» **WHAT TO WORK ON**
Write out, word for word, only the lines from the one containing "Where can the white column" through the final line of the data.

» **EXERCISE INPUT**
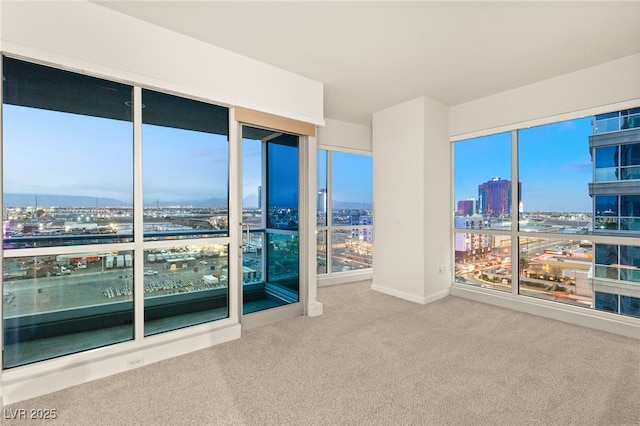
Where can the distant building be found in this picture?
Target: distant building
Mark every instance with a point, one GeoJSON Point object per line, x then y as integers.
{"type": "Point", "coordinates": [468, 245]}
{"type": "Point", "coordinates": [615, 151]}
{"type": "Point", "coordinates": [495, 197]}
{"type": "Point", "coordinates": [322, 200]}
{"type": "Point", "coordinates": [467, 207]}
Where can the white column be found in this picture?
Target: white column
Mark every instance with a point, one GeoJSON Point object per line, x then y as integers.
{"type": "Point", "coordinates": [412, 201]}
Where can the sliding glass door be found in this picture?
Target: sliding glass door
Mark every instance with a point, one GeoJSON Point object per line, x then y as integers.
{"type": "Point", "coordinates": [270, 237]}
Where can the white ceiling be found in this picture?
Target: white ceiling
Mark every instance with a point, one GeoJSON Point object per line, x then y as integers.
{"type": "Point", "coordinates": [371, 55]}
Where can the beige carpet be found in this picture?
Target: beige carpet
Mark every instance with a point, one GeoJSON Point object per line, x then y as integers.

» **WRITTEN SOLUTION**
Where can the white column be found in this picture?
Target: white column
Mark every instance with a point, one GeoJSON Point object per line, x then y as integers.
{"type": "Point", "coordinates": [412, 201]}
Where can the sliding glass door be found in this picture?
Target: sliding glass door
Mark every instance with a point, one GeoJSON Point object per line, x then y as integers.
{"type": "Point", "coordinates": [270, 237]}
Where can the white ceiling be found in this picture?
Target: white ceiling
Mark every instance with a point, one GeoJSON Point object per line, x then y as integers.
{"type": "Point", "coordinates": [371, 55]}
Where can the beige carpet be found in this picture?
Target: beige carpet
Mark every instance with a point, one GeoJSON Point object per line, x then y as integers.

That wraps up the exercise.